Dataset entries:

- - -

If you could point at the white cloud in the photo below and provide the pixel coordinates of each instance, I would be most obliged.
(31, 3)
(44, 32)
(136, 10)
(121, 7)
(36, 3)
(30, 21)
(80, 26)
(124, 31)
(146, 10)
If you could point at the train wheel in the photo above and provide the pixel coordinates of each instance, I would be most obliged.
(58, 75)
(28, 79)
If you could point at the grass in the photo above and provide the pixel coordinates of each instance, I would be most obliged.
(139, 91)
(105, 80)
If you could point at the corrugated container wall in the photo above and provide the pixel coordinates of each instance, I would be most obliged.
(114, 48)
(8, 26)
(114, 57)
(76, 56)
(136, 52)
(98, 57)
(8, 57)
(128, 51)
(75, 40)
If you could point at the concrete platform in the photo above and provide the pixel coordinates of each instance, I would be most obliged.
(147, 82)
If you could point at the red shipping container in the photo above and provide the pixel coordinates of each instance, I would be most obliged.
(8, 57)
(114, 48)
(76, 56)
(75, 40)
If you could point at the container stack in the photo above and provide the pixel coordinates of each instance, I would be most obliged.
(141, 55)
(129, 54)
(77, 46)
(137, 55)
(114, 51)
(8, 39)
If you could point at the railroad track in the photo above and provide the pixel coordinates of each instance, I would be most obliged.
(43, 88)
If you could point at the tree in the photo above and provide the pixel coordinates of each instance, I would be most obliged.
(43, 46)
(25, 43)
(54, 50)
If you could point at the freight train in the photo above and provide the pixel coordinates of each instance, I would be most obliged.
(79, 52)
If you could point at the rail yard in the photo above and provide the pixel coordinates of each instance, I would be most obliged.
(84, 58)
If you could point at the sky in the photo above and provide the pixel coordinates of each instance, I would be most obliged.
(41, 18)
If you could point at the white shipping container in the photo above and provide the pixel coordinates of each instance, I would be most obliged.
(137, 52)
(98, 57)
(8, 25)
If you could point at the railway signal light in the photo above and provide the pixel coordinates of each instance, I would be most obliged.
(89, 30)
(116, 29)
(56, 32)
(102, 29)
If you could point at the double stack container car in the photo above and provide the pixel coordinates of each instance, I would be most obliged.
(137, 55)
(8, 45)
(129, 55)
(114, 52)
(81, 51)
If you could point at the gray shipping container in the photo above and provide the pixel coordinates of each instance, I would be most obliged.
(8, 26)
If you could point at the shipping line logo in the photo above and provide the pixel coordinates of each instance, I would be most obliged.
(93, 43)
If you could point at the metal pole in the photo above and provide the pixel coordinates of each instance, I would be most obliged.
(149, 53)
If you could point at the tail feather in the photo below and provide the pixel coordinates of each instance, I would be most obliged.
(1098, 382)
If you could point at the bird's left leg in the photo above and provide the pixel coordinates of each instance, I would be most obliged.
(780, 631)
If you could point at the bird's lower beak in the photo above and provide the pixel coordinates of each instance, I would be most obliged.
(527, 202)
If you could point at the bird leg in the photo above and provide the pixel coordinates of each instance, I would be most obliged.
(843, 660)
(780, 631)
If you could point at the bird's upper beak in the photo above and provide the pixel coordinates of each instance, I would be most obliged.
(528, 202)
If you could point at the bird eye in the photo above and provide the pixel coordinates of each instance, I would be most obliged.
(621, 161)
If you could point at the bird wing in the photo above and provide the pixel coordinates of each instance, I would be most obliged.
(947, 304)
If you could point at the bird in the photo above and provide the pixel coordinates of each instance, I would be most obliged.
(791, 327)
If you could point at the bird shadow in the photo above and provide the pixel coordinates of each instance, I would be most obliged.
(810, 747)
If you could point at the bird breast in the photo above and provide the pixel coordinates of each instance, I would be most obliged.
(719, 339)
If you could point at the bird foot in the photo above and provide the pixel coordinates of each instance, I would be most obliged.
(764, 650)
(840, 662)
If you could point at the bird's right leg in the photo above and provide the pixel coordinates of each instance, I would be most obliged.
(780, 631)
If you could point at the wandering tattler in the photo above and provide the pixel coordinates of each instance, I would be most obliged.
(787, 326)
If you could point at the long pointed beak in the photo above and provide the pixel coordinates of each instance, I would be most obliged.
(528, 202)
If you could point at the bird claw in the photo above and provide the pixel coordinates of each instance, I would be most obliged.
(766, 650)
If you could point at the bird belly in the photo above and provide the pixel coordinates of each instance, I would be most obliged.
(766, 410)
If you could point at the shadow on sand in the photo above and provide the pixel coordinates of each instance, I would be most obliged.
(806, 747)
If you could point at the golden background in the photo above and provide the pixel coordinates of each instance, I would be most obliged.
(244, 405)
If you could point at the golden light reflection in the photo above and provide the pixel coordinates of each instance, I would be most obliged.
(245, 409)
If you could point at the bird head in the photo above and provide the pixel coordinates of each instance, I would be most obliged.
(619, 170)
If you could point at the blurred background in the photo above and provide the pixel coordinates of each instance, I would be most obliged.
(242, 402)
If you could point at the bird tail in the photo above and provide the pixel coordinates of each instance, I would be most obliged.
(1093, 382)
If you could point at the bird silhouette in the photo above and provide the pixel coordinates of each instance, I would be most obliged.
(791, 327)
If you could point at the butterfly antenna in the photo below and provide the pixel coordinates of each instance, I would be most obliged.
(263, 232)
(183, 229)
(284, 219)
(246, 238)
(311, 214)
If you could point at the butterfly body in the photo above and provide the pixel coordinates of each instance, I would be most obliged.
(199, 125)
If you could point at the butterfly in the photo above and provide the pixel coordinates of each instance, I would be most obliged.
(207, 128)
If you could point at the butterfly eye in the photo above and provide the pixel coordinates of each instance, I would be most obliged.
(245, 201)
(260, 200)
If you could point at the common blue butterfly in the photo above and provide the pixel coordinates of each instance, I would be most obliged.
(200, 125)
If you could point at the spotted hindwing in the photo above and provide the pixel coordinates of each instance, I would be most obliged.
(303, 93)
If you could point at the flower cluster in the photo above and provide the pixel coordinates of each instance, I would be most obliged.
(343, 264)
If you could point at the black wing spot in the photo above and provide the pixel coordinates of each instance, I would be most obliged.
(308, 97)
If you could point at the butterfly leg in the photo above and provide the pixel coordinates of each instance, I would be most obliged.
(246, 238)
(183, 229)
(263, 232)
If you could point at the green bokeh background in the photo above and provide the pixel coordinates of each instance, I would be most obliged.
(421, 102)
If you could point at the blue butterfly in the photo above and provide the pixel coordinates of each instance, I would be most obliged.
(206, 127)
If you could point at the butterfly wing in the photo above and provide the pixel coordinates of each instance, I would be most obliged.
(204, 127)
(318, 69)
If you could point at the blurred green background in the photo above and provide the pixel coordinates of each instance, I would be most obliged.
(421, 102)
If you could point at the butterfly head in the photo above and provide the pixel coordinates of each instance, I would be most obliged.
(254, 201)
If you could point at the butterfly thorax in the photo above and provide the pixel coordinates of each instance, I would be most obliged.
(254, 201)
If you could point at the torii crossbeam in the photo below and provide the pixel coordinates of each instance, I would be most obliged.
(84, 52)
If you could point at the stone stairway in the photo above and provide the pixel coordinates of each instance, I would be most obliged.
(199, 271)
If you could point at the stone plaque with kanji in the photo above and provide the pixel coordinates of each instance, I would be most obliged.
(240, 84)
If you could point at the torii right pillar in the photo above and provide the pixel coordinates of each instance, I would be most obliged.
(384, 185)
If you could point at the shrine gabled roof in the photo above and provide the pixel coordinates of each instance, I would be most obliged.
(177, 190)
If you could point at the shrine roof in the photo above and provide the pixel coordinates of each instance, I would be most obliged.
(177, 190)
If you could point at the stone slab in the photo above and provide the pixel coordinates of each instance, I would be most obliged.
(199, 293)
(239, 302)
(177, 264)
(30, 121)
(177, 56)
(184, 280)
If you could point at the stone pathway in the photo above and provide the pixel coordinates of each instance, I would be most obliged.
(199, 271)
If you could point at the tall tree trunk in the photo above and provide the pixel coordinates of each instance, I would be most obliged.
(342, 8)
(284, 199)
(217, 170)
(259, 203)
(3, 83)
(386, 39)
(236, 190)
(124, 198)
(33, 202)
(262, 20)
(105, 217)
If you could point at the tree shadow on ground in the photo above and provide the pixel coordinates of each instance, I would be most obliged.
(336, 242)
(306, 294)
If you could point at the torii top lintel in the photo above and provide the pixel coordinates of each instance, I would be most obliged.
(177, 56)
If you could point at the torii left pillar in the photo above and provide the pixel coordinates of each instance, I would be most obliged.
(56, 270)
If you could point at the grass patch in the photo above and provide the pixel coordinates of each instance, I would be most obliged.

- - -

What the exercise asks:
Set down, exactly and only, the lines running from the one holding "If you could point at the torii right" through the end of the records above, both ends included.

Finished task:
If you could point at the torii right pillar in the photo above and provide the pixel coordinates of each instance, I would be most obliged.
(384, 185)
If you could point at the shrine gabled roof in the photo above and provide the pixel coordinates of each instance, I would be most obliged.
(177, 190)
If you could point at the shrine roof in the photo above and provide the pixel coordinates of each instance, I would be most obliged.
(177, 190)
If you could point at the stone slab in the photo above and provide the pixel coordinates of each instance, I would be most obliged.
(199, 293)
(239, 302)
(177, 264)
(30, 121)
(177, 56)
(184, 280)
If you could point at the stone pathway in the photo above and provide the pixel coordinates of each instance, I would be most obliged.
(199, 271)
If you could point at the tall tree trunk in the photo above and provide the pixel coordinates of each instance, I would be most obliged.
(342, 8)
(284, 199)
(217, 170)
(259, 203)
(3, 83)
(386, 39)
(236, 190)
(124, 198)
(33, 202)
(262, 20)
(105, 217)
If you could point at the tree shadow on ground in the photo above and provide the pixel coordinates of each instance, I would be most obliged.
(336, 242)
(306, 294)
If you could point at the torii top lintel in the photo above and provide the pixel coordinates of each instance, I would be most obliged.
(177, 56)
If you could point at the torii left pillar in the photo above and provide the pixel coordinates of each instance, I would be most obliged.
(56, 270)
If you could point at the grass patch in the photo above and provide the pixel coordinates of each instance, I would be most obliged.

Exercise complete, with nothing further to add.